Work to do: Copy word for word everything in the listing from the line containing "Provide one point per instance of the curving" down to its last line, both ends included.

Exercise data:

===============

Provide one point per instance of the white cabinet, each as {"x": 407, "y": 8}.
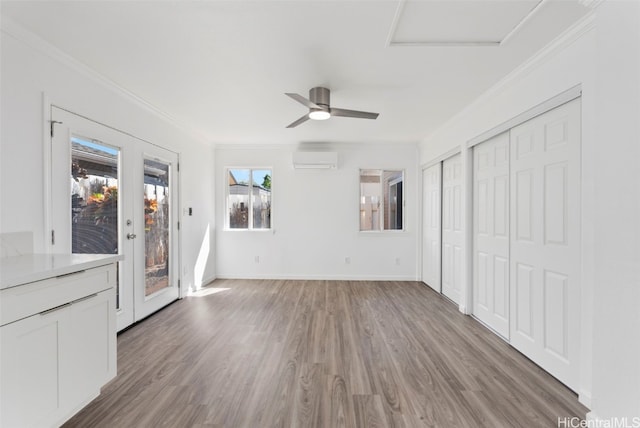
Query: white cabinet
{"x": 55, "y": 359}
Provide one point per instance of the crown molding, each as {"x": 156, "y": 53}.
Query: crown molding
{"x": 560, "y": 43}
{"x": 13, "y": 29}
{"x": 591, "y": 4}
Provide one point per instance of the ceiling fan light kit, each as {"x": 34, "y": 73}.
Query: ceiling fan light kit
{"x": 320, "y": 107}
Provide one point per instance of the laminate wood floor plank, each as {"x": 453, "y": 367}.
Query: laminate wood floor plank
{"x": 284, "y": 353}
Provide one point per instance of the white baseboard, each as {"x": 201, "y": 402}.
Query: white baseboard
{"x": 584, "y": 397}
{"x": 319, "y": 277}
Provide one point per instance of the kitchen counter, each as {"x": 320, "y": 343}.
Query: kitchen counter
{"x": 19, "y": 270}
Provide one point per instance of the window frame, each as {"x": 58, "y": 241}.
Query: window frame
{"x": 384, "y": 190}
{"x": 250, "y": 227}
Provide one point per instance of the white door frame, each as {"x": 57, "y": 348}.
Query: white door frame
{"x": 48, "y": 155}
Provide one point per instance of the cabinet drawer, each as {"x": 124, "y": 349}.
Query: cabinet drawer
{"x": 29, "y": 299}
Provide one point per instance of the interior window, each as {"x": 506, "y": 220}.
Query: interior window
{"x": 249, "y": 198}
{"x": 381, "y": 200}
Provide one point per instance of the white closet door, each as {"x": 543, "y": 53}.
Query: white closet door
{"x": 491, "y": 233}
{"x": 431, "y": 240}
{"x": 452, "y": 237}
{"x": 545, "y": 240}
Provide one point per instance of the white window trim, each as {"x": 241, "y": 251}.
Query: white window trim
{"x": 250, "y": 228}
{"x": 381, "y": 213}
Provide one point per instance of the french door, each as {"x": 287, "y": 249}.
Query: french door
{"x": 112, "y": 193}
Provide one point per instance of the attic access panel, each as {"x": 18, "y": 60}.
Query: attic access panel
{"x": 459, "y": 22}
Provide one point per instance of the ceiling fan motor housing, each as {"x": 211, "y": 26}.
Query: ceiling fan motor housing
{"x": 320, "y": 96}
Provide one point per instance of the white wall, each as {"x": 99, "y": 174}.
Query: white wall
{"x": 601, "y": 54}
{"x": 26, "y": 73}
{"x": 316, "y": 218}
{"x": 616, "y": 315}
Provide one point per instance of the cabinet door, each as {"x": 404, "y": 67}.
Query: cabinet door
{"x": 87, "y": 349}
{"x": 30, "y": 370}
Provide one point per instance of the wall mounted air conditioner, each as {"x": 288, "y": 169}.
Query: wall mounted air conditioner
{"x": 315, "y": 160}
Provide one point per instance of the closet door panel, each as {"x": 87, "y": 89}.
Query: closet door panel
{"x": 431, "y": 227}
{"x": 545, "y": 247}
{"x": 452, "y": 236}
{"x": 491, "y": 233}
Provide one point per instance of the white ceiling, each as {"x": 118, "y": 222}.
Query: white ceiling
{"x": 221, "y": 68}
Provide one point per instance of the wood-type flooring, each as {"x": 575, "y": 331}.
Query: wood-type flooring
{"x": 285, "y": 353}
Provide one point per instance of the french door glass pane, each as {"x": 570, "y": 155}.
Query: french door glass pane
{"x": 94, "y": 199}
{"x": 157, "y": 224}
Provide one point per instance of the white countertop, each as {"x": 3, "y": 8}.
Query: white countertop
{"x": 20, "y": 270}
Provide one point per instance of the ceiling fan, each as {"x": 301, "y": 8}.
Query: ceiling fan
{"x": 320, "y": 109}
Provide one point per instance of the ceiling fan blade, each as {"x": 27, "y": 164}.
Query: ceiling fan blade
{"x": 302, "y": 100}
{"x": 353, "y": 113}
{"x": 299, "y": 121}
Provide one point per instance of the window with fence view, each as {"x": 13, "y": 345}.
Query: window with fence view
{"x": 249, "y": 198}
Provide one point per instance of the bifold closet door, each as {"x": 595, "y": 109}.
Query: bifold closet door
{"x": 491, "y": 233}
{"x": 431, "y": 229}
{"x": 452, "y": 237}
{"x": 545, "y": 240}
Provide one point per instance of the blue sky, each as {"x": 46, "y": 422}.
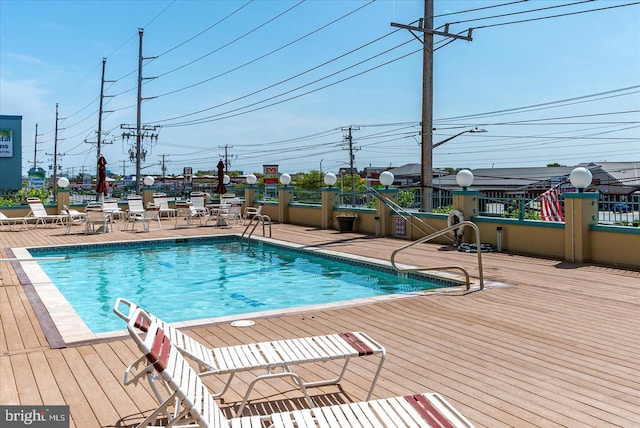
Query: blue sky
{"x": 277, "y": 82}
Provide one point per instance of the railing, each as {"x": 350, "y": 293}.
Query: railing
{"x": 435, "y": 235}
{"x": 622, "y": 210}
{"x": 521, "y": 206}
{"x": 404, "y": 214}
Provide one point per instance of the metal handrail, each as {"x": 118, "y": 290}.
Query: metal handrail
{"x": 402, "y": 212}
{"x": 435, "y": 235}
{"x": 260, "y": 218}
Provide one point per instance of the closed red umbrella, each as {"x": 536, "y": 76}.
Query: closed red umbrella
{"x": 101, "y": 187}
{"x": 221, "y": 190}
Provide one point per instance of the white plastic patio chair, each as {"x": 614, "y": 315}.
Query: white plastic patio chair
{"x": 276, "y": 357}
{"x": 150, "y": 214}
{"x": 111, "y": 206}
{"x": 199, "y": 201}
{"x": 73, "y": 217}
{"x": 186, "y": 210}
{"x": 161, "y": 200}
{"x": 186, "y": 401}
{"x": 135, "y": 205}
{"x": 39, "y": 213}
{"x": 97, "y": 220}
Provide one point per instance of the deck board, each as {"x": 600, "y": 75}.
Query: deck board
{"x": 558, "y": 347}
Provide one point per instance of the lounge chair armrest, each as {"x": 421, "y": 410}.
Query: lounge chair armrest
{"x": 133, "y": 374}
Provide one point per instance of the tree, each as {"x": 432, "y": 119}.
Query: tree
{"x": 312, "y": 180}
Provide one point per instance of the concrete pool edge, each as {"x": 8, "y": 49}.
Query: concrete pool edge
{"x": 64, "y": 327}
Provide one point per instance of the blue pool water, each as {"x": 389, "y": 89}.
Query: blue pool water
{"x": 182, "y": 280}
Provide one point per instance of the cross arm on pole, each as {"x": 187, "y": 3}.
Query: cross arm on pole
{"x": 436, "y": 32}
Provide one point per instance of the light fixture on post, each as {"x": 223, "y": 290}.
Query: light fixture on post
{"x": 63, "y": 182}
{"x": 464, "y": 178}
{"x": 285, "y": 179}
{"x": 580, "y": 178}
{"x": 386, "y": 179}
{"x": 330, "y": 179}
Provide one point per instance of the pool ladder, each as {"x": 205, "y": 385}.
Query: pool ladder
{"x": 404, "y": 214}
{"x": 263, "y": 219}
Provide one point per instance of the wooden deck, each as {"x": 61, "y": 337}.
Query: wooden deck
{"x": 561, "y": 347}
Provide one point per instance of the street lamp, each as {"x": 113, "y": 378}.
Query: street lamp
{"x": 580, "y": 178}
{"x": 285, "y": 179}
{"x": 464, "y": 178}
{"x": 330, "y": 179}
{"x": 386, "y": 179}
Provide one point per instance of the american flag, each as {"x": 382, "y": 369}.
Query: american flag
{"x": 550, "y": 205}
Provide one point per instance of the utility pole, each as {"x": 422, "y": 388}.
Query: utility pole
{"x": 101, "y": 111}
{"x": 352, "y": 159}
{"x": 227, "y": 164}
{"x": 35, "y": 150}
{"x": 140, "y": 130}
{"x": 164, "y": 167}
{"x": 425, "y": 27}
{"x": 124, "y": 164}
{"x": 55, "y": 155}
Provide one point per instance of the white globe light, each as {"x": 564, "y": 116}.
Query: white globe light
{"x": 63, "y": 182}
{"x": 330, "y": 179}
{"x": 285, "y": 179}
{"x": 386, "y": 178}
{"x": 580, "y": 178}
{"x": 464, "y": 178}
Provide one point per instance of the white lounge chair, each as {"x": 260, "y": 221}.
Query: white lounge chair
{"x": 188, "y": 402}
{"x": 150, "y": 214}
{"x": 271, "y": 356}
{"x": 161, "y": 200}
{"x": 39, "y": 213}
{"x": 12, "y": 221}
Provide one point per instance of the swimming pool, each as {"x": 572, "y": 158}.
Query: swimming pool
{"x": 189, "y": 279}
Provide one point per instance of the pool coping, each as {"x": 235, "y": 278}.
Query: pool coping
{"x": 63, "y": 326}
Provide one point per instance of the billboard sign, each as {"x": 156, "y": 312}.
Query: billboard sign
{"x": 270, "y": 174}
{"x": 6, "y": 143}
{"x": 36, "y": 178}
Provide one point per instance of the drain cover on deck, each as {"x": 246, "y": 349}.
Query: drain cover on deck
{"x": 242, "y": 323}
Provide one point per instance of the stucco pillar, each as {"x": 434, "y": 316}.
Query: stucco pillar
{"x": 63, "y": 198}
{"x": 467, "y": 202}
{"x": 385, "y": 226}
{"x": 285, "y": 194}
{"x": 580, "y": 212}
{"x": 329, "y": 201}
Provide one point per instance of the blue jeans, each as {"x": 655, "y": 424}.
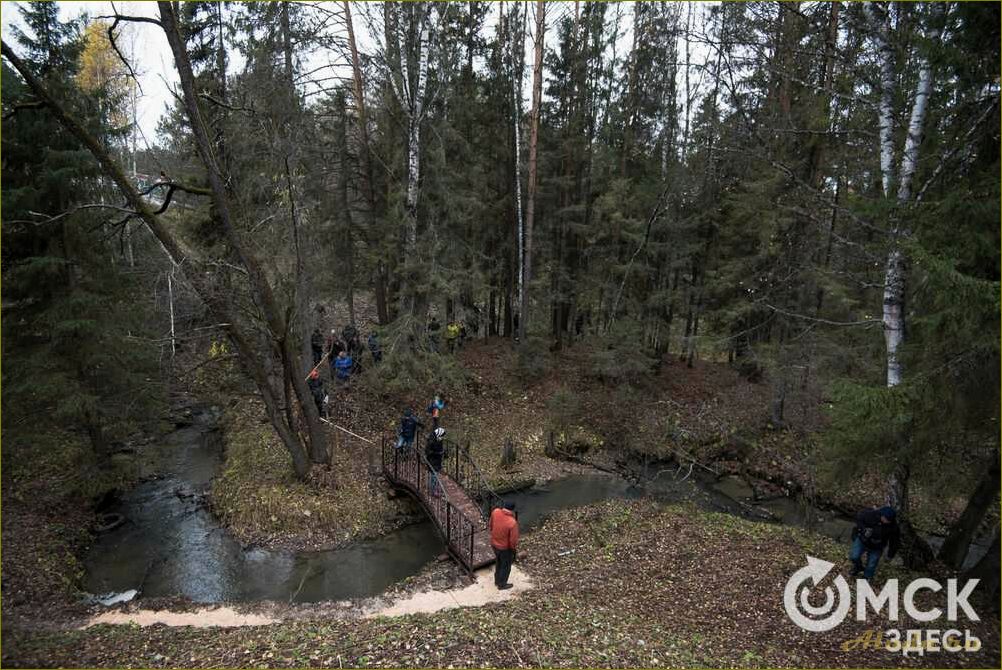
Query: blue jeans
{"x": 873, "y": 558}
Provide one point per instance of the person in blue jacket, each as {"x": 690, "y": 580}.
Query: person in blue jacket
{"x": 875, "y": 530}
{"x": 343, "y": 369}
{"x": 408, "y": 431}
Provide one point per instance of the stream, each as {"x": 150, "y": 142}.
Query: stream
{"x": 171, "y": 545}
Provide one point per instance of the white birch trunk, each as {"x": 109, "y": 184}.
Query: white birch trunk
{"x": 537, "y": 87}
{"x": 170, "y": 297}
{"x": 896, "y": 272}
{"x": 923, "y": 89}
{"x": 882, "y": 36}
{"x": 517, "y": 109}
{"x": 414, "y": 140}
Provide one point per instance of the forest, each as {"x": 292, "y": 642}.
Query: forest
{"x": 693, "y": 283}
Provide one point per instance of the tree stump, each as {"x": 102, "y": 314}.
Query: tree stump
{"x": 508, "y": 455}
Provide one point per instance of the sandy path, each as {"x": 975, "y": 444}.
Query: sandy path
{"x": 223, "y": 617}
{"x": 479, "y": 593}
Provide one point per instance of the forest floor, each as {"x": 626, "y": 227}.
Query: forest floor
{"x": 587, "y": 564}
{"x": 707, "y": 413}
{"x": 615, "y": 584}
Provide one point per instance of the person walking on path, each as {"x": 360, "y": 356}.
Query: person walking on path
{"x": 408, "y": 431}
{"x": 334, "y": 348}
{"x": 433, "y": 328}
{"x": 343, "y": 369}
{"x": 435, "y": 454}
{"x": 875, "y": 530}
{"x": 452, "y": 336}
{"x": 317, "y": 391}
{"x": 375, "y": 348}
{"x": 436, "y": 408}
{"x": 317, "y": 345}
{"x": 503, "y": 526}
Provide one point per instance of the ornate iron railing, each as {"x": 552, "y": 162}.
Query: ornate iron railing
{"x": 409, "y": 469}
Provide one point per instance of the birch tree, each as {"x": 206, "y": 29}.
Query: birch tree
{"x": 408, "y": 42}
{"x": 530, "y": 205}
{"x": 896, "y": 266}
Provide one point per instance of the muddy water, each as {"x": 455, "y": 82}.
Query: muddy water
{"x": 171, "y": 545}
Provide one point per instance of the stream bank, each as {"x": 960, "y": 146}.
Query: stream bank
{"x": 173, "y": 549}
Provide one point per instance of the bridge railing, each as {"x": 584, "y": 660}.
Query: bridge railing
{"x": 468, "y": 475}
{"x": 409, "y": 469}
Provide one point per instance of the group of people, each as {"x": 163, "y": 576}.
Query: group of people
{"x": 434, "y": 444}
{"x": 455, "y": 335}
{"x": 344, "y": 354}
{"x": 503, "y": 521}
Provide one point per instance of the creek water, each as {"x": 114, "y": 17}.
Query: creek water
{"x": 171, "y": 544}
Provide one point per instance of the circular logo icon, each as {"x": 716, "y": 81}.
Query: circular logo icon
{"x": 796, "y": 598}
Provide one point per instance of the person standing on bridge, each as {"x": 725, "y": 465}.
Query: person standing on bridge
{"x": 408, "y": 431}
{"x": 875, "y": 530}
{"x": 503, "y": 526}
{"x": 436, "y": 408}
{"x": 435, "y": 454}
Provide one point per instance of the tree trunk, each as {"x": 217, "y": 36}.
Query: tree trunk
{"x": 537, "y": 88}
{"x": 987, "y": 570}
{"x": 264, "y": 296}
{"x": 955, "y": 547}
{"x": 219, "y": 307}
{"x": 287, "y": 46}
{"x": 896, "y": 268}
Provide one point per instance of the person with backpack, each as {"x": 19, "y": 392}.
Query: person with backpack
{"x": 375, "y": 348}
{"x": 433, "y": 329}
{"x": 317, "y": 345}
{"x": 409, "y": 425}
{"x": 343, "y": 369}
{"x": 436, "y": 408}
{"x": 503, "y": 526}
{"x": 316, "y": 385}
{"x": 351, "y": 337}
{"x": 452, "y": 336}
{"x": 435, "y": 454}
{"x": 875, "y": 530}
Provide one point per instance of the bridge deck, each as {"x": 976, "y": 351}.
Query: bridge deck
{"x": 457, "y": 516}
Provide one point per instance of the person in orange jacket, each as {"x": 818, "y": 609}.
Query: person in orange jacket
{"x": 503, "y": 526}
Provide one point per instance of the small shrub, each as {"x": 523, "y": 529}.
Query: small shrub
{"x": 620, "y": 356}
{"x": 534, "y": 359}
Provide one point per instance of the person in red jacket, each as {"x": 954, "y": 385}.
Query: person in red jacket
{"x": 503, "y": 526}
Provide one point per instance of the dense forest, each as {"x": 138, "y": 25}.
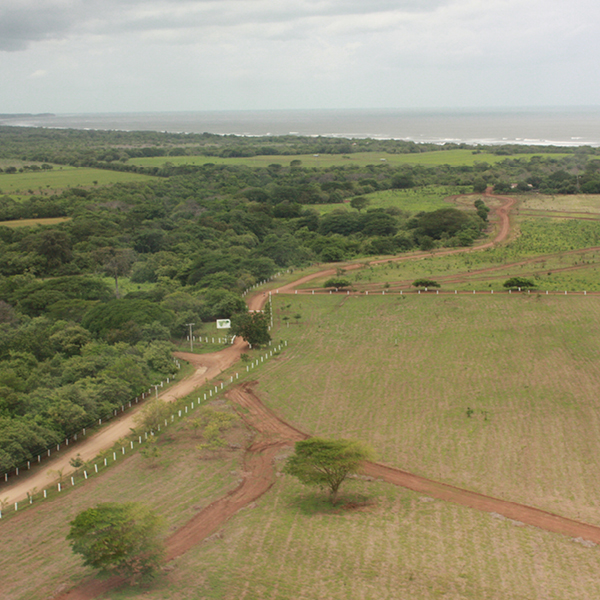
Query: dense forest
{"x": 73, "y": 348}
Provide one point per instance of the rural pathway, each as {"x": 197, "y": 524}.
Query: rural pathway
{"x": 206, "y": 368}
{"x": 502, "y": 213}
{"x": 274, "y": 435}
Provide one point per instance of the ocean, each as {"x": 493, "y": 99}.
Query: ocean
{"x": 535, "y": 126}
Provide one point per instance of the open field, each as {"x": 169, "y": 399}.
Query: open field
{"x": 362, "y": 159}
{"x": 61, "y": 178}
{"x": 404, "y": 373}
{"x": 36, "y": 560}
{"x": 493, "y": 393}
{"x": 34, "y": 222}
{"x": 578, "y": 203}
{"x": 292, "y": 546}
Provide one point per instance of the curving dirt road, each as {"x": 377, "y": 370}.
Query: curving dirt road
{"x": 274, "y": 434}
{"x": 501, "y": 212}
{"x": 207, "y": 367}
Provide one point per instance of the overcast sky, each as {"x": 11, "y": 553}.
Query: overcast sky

===============

Complete answer:
Provide one point per instance of the curving dirt road, each as {"x": 377, "y": 370}.
Query: curving dirt road
{"x": 274, "y": 434}
{"x": 501, "y": 212}
{"x": 207, "y": 367}
Provide one point per instance of the overcast sky, each as {"x": 11, "y": 553}.
Query: overcast sky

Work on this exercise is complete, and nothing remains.